Print every one of the records verbatim, omitting nothing.

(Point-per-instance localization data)
******************************
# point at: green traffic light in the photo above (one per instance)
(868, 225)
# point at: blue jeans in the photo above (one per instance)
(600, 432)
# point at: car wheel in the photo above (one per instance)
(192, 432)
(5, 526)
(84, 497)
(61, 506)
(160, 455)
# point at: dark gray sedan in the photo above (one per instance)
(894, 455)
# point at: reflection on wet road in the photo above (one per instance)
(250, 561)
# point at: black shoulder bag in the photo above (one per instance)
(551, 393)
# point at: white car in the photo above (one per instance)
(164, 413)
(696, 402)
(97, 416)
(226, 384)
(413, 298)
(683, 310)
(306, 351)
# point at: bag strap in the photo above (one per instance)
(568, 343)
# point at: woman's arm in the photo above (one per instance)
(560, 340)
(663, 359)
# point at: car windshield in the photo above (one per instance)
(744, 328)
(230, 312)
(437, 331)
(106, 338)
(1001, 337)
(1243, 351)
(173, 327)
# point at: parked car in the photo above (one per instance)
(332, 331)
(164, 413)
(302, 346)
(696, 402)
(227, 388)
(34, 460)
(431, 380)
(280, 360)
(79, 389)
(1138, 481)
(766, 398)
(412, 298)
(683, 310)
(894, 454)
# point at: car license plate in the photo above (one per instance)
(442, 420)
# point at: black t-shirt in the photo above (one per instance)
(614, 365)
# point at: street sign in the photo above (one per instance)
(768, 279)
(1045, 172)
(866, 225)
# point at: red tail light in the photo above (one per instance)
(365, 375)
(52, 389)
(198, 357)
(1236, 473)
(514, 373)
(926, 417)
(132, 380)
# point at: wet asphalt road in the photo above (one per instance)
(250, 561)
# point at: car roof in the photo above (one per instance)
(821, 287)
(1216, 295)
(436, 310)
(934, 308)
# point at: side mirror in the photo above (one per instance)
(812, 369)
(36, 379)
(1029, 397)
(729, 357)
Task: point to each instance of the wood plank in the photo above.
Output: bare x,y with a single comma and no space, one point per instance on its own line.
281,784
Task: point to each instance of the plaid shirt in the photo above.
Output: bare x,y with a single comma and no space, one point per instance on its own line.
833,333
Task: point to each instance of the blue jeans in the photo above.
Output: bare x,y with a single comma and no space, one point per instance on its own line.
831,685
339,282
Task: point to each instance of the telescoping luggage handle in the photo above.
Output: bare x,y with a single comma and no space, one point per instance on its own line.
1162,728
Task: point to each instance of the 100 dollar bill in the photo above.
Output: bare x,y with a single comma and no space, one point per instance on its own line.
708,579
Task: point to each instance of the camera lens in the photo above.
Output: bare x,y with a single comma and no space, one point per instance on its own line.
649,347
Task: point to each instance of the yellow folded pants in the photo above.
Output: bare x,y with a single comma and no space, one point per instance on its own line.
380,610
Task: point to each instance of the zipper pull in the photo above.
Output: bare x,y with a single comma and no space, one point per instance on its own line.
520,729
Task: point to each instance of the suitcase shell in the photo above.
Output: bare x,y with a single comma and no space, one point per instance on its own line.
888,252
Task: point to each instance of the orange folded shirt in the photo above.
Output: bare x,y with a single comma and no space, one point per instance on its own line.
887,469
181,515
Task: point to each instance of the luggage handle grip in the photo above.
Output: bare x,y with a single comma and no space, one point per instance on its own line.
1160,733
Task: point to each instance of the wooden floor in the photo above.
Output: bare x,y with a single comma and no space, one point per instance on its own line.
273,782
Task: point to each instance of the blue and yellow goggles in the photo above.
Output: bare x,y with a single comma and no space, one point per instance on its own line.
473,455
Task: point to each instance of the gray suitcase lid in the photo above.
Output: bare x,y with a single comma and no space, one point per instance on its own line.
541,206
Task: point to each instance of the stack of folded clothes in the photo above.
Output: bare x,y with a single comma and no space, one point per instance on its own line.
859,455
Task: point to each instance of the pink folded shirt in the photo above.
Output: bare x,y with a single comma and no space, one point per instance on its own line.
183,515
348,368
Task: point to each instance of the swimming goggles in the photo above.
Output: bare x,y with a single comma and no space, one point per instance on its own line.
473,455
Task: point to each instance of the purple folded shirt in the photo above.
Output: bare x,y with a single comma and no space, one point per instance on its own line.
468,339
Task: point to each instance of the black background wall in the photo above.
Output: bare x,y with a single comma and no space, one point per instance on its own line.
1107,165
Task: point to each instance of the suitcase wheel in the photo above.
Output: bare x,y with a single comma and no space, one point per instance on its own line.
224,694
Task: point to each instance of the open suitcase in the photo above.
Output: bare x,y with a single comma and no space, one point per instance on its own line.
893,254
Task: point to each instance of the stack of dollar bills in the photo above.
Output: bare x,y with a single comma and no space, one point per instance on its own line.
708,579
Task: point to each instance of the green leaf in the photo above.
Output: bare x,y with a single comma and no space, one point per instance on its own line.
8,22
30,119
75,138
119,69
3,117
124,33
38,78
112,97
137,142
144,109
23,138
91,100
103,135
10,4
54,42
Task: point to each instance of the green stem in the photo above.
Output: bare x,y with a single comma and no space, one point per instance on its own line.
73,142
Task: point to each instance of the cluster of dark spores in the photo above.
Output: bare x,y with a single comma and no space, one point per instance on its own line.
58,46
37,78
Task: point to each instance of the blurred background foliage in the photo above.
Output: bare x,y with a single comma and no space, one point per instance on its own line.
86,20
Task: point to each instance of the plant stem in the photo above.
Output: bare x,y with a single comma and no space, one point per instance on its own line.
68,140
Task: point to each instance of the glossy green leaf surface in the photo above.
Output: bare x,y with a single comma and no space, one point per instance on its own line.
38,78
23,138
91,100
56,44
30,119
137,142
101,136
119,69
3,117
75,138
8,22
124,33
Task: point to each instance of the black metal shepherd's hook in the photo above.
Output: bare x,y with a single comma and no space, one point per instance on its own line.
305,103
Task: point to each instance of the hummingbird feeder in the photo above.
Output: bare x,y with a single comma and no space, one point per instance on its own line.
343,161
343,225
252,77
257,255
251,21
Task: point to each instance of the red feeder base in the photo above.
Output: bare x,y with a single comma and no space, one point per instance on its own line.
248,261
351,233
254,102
******************************
Finished task:
# point at: green traffic light in the photo above (one per instance)
(868, 225)
# point at: blue jeans in the photo above (one per instance)
(600, 432)
# point at: car wheel in the photo above (one per instance)
(192, 432)
(5, 526)
(84, 497)
(61, 506)
(160, 455)
# point at: dark gray sedan in the photo above (one per instance)
(894, 455)
# point at: reflection on wet road in the photo above (one per instance)
(250, 561)
# point at: black shoulder bag in the photo above (one per instance)
(551, 393)
# point at: white car in the photo above (one per instance)
(164, 413)
(696, 402)
(97, 416)
(226, 384)
(413, 298)
(683, 310)
(306, 351)
# point at: bag strap in the photo above (one per instance)
(568, 343)
# point at: woman's arm in the photo above (one per instance)
(560, 340)
(663, 359)
# point at: car windshield in the photo above (one per instance)
(744, 328)
(230, 312)
(437, 331)
(106, 338)
(1001, 337)
(1243, 351)
(173, 327)
# point at: parked car in the photo above (one per instance)
(332, 331)
(164, 413)
(302, 346)
(696, 402)
(227, 388)
(34, 460)
(431, 380)
(280, 360)
(79, 389)
(1138, 481)
(766, 398)
(412, 298)
(683, 310)
(894, 454)
# point at: car license plate in the photo above (one per instance)
(442, 420)
# point at: black t-shirt in the photo above (one per instance)
(614, 365)
# point at: street sign in the photo above (one per instance)
(768, 279)
(1045, 172)
(866, 225)
# point at: red tail light in the photo above (one per instance)
(365, 375)
(52, 389)
(198, 357)
(1236, 473)
(514, 373)
(926, 417)
(132, 380)
# point at: wet asphalt road in the photo above (one per instance)
(250, 561)
# point at: car roof in the photo above (one per instance)
(821, 287)
(1216, 295)
(436, 310)
(934, 308)
# point at: side mirror in the photo above (one per instance)
(812, 369)
(36, 379)
(1029, 397)
(729, 357)
Task: point to each instance of the wood plank in the photo above.
Output: bare x,y with a single comma and no space, one point per instance on its own line.
281,784
Task: point to each instance of the plaid shirt in the photo above.
Output: bare x,y with a single comma and no space, one point per instance on its own line.
833,333
Task: point to each instance of the blue jeans in the photo above.
Output: bare x,y with a single comma and no space, one point per instance on its own line.
831,685
339,282
Task: point to each instance of the telescoping luggage handle in the photo above.
Output: bare x,y with a single comma and no space, one point per instance on its own line.
1162,728
Task: point to each instance of the 100 dollar bill in the photo above.
Output: bare x,y with a single comma and no space, one point per instance on its own line.
708,579
Task: point to each instance of the camera lens in the photo above.
Output: bare x,y with a single comma and no space, one point per instance on its own line.
649,347
Task: point to each instance of the yellow folded pants in the photo above.
Output: bare x,y with a single comma and no space, one point per instance on its own line.
380,610
Task: point to each instance of the zipper pull in the photo above.
Output: bare x,y with a single comma and no space, one point per instance on its own line.
520,729
Task: point to each instance of the suitcase shell in the photo above.
Output: bare x,y with a single comma and no space, one point per instance on its own line.
888,252
Task: point to each instance of the orange folded shirt in the photo above.
Output: bare x,y with a single comma and no space, one point per instance on its own line.
887,469
181,515
Task: point to each instance of the luggage handle grip in the photo above.
Output: bare x,y with a single comma and no space, one point per instance on its own line.
1160,733
Task: point to each instance of the wooden floor in the photo above.
Output: bare x,y with a single comma and no space, one point per instance on its own line.
273,782
Task: point to each instance of the blue and yellow goggles in the photo above.
Output: bare x,y with a single comma and no space, one point per instance on its own line.
473,455
Task: point to each instance of the gray suitcase lid in the photo above.
Output: bare x,y with a single comma and no space, one point per instance on its own line.
541,206
Task: point to each instance of the stack of folded clothes in the photo above.
Output: bare x,y with a single comma and no space, one point per instance on its own line.
859,455
Task: point to each instance of the pink folded shirt in the photo above.
Output: bare x,y with a single comma and no space, one point per instance on its own line.
183,515
348,368
Task: point to each instance of the swimming goggles in the photo above.
Output: bare x,y with a single comma and no space, one point per instance on its own line.
473,455
Task: point to each instance of the purple folded shirt in the photo above.
Output: bare x,y with a single comma and no space, one point per instance on its own line.
468,339
Task: point to each instance of the black background wall in the photo above.
Output: bare x,y with a single comma and no space, one point per instance on its own line.
1107,165
Task: point to each instance of the suitcase wheel in the photo above.
Output: bare x,y with a single comma and no space, one point per instance on its own line.
224,694
Task: point to each instance of the open suitcase in the photo above.
Output: bare x,y with a single comma and no space, one point per instance on its own line.
893,254
Task: point to each instance of the stack of dollar bills in the photo above.
Output: bare x,y with a single comma and no space, one point per instance on its own line.
708,579
Task: point to each instance of the green leaf in the photo above.
Output: bare x,y with a single comma and no space, one point per instance on its own line.
8,22
30,119
75,138
119,69
3,117
124,33
38,78
112,97
137,142
144,109
23,138
91,100
103,135
10,4
54,42
Task: point to each instance of the green stem in the photo above.
Output: bare x,y with a single comma and no space, one point per instance on its own line.
73,142
Task: point to each instance of the cluster of dark spores in the photo above.
Output: bare x,y with a single comma and no space, one point per instance on its own line.
58,46
37,78
Task: point to each instance of the blurred background foliage in the photo above.
Output: bare x,y with a single comma and no space, one point per instance on its own line.
86,20
Task: point to each instance of the plant stem in the photo above.
Output: bare x,y with a single comma and no space, one point per instance on its own line.
68,140
Task: point to each instance of the glossy green leaf surface in the photo above.
Output: bare x,y with a single comma and no space, one point per instance on its own line.
38,78
23,138
91,100
56,44
30,119
137,142
101,136
119,69
3,117
75,138
8,22
124,33
Task: point to each instance of the black metal shepherd's hook in the photo above.
Output: bare x,y with a single comma and no space, one point per instance on its own line.
305,103
Task: point to each instance of the hummingbird feeder in the photo above.
Output: bare x,y with a single comma and no space, one point per instance on its own line.
343,161
343,225
252,77
257,255
251,21
Task: point to each instance of the red feeder base in the photo above.
Output: bare x,y with a single comma and no space, one point per instance on its own line.
248,261
351,233
254,102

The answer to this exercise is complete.